• EXERCISE DESCRIPTION: Transcribe the listing below line for line, without changing anything.

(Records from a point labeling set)
════════════════════
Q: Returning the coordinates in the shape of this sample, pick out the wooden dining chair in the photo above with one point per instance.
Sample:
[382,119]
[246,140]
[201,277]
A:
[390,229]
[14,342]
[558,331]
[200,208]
════════════════════
• TASK RESPONSE:
Q: Returning the coordinates in the shape of this sample, pick out the wooden dining chair in the photo above with one point per instance.
Sample:
[382,119]
[246,140]
[201,277]
A:
[390,229]
[14,342]
[558,331]
[200,208]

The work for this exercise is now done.